*ФРАГМЕНТ ТЕКСТА:*
+ + + + +

День начала Блокады, 8 сентября. День памяти и скорби. Этот день в жизни города не может быть шумным и многословным, а тем более, оживлённым и радостным. Это день мемориального траура. День тяжких воспоминаний и размышлений.
И, тем не менее, в последние годы по воле городских властей День Блокадной памяти 8 сентября превратился в «военный праздник». И в то время, как горожане читают во дворах домов имена умерших в блокаду людей, на Дворцовой площади проходят концерты с веселыми песнями. А потом, с ещё большим размахом, военно-патриотическое ликование повторяется 27 января, в День снятия Блокады.
Но чем дальше, тем больше столкновение этих двух диаметрально противоположных видов памяти о Блокаде – казённо-триумфального, с одной стороны, и скорбно-человеческого, с другой – становится всё заметнее и всё невыносимее.
Дело в том, что живая, находящая истинный отклик в сердцах петербуржцев память о Блокаде может быть только трагичной. В ней нет места бравурным песням и фанфарам. Катастрофа блокадного Ленинграда стоит в одном ряду с Холокостом, геноцидом армян, Голодомором и другими величайшими трагедиями XX столетия, унесшими жизни миллионов людей.
О каких «победах» и «торжествах» здесь может идти речь? Любая мажорная тональность звучит здесь заведомой фальшью, по сути являясь кощунством.
Но не меньшей фальшью звучит и цензурированная скорбь, в основе которой – пристрастно-патриотический взгляд на прошлое, стремящийся затушевать любые преступления «наших», особенно – тех, кто находился у власти…
Да, войну под стены Ленинграда принесла нацистская Германия. И никто (сами немцы – в первую очередь!) не снимает с Третьего Рейха исторической ответственности за все его преступления. В том числе – за гибель миллиона мирных жителей блокированного города на Неве.
Но разве ответственность за смерть этих людей не лежит также и на тех, в чьей власти было спасти население города, но кто своим преступным небрежением обрёк миллион горожан на верную смерть?
О том, что Сталин и подвластная ему ленинградская верхушка не сделали практически ничего, чтобы спасти этот миллион жизней, написано слишком много, чтобы повторять это подробно ещё раз.

+ + + + +

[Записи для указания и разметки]
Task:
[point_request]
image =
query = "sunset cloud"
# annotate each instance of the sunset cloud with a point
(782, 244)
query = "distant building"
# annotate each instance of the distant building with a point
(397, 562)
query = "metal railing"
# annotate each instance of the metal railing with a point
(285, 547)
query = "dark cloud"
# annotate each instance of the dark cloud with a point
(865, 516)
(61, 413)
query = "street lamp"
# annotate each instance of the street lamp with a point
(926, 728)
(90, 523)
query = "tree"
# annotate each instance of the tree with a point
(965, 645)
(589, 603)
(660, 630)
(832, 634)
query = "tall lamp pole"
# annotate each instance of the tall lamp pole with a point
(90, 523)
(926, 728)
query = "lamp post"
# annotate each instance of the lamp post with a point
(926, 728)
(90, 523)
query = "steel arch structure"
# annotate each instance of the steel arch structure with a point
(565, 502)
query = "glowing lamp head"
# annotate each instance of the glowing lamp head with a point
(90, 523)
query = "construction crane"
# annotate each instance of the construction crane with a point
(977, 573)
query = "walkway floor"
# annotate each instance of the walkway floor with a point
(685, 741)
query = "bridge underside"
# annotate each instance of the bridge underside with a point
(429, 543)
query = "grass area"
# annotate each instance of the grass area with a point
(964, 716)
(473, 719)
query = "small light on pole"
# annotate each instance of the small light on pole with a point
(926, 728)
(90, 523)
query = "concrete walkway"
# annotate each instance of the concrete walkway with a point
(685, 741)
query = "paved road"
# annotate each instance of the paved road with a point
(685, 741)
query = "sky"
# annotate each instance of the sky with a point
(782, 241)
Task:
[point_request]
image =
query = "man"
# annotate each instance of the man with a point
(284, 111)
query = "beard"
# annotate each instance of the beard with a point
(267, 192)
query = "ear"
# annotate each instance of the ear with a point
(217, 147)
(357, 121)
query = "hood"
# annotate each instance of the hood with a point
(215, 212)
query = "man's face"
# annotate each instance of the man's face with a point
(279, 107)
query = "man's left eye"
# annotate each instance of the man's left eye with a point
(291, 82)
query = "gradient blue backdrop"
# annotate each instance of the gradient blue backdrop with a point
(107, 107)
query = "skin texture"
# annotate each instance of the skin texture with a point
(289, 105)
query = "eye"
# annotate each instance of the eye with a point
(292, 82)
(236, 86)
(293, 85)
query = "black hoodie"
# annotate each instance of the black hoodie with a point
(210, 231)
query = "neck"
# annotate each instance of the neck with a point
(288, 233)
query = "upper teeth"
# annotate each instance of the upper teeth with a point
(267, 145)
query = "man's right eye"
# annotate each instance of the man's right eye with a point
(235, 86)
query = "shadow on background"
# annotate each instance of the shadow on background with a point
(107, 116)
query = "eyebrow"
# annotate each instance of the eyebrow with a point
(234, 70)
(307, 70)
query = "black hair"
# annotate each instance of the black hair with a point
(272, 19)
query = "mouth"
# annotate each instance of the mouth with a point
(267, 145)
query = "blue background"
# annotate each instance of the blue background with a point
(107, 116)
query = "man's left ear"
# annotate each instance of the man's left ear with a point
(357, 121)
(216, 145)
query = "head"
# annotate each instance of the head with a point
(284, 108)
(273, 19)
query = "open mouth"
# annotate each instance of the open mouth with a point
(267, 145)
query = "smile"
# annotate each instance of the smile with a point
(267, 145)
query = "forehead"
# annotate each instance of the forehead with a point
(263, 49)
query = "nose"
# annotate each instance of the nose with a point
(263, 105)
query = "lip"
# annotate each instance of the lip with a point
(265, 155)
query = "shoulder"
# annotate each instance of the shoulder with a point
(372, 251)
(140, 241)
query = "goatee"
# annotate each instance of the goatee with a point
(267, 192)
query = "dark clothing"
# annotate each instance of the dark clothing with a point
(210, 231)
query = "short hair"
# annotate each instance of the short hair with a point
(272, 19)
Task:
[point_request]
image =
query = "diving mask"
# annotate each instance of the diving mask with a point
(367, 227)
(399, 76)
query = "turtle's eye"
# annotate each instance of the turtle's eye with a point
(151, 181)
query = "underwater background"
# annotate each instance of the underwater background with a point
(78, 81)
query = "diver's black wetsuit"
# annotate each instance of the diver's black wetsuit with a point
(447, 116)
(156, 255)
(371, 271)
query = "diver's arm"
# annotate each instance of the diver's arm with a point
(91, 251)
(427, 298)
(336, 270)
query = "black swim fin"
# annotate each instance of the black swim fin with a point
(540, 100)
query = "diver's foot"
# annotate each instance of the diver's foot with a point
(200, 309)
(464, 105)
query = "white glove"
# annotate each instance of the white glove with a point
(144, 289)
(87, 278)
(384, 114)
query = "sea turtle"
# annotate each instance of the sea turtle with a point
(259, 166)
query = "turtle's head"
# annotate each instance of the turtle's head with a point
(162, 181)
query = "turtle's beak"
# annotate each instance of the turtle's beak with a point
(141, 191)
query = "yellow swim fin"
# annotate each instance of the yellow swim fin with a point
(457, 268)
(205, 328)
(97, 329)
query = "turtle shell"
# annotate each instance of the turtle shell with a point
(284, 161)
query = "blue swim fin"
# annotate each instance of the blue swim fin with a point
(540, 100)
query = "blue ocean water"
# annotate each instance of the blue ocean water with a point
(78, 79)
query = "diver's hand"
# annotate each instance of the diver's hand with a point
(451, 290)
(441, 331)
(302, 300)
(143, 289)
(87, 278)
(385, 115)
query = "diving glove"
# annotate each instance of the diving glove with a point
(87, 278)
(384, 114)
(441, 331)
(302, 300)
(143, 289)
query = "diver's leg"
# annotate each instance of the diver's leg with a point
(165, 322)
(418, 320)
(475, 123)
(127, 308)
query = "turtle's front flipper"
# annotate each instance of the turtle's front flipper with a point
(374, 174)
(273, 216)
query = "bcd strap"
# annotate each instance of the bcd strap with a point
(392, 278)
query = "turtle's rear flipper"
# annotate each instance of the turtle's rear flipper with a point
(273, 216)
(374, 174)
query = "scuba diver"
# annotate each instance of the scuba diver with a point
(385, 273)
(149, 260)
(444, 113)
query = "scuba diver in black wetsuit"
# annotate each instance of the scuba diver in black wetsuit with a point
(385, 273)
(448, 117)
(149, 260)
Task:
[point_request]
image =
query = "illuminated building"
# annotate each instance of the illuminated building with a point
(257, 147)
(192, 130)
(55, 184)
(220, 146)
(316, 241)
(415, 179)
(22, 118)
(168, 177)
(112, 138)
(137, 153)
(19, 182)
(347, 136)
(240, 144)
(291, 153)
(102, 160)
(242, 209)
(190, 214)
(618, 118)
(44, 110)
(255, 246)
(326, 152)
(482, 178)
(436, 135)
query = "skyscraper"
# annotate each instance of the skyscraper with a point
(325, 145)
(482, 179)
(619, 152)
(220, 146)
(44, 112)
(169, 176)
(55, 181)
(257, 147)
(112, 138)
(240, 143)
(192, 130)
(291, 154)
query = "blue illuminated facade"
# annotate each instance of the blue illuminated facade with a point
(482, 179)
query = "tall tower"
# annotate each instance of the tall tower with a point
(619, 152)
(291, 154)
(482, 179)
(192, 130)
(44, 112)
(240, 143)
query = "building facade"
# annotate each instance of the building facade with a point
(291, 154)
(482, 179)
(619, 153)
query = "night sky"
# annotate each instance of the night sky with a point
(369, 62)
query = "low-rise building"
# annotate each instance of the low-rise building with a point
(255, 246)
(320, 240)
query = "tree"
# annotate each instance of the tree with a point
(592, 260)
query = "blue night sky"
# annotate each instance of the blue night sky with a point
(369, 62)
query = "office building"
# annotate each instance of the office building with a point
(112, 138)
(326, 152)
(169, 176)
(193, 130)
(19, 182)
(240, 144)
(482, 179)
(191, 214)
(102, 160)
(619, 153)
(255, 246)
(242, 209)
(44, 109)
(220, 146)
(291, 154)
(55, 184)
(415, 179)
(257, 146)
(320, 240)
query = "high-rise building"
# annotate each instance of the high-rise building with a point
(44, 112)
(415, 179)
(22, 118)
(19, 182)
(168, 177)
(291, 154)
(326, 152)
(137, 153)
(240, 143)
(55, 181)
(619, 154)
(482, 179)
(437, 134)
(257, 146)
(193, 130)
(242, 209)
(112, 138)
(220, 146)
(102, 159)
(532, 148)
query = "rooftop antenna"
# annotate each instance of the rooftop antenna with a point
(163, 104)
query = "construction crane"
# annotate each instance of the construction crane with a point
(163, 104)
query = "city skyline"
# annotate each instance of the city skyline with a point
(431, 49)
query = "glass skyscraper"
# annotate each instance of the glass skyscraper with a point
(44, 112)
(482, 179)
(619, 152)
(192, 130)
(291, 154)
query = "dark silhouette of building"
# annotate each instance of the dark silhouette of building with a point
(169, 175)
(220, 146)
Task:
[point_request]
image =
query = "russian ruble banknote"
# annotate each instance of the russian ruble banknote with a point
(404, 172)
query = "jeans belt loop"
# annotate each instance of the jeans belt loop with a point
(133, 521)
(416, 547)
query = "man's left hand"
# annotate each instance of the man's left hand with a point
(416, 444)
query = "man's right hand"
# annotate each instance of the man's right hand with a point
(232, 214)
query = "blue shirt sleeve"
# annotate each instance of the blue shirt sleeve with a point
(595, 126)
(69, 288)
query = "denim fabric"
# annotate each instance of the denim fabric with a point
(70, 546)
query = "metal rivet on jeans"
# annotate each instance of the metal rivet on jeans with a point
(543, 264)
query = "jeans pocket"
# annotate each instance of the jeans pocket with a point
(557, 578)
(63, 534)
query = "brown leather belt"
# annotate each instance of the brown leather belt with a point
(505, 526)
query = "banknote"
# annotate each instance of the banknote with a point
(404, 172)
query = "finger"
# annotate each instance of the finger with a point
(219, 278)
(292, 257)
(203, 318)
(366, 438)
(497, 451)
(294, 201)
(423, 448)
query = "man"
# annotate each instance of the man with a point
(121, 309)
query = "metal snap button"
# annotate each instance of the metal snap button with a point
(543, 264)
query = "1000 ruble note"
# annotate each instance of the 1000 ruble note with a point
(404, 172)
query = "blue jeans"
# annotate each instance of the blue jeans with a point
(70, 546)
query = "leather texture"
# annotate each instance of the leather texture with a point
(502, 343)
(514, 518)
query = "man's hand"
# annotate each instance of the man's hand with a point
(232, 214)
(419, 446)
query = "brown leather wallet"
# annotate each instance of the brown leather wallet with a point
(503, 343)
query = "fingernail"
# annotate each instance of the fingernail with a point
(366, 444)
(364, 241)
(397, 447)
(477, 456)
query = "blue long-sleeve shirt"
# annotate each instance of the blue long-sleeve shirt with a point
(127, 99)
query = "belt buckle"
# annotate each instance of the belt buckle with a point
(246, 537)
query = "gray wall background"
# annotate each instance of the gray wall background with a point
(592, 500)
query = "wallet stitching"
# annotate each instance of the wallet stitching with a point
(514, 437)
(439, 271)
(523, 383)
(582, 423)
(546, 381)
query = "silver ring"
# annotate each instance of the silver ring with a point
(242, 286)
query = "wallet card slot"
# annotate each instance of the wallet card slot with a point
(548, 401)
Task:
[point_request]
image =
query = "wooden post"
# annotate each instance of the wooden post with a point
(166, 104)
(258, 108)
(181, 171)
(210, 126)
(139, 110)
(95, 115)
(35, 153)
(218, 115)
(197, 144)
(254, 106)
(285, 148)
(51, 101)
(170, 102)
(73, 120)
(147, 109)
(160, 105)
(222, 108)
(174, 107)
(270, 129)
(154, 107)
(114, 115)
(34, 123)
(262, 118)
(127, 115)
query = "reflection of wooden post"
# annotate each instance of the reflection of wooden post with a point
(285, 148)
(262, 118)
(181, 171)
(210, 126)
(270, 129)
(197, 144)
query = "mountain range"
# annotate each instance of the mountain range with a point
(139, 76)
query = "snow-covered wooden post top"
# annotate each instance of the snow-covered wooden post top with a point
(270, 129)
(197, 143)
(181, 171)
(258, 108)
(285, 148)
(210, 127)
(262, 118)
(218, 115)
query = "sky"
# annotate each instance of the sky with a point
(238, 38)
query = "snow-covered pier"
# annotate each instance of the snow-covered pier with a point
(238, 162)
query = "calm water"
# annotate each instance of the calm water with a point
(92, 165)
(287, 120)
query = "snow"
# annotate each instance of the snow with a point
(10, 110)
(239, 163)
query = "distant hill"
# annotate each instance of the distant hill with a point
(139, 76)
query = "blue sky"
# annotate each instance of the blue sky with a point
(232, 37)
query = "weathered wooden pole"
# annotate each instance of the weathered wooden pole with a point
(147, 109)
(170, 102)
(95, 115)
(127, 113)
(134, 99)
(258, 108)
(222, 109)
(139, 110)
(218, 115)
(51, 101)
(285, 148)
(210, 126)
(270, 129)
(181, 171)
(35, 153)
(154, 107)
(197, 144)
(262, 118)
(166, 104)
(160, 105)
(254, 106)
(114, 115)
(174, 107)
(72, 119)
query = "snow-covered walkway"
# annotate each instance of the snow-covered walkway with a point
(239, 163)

+ + + + +

*ПЕРЕЧЕНЬ ЗАДАНИЙ:*
**A)** Выпишите без изменений отрывок текста о блокаде начиная со слов «Но не меньшей» и заканчивая словами «подробно ещё раз.».
**B)** Извлеките из записей все строки, в которых встречается слово «mask», учитывая регистр букв.
Записи не имеют никакого отношения к тексту о блокаде.

*ИТОГОВЫЕ РЕЗУЛЬТАТЫ:*
**A)**
Но не меньшей фальшью звучит и цензурированная скорбь, в основе которой – пристрастно-патриотический взгляд на прошлое, стремящийся затушевать любые преступления «наших», особенно – тех, кто находился у власти…
Да, войну под стены Ленинграда принесла нацистская Германия. И никто (сами немцы – в первую очередь!) не снимает с Третьего Рейха исторической ответственности за все его преступления. В том числе – за гибель миллиона мирных жителей блокированного города на Неве.
Но разве ответственность за смерть этих людей не лежит также и на тех, в чьей власти было спасти население города, но кто своим преступным небрежением обрёк миллион горожан на верную смерть?
О том, что Сталин и подвластная ему ленинградская верхушка не сделали практически ничего, чтобы спасти этот миллион жизней, написано слишком много, чтобы повторять это подробно ещё раз.

**B)**
query = "diving mask"
# annotate each instance of the diving mask with a point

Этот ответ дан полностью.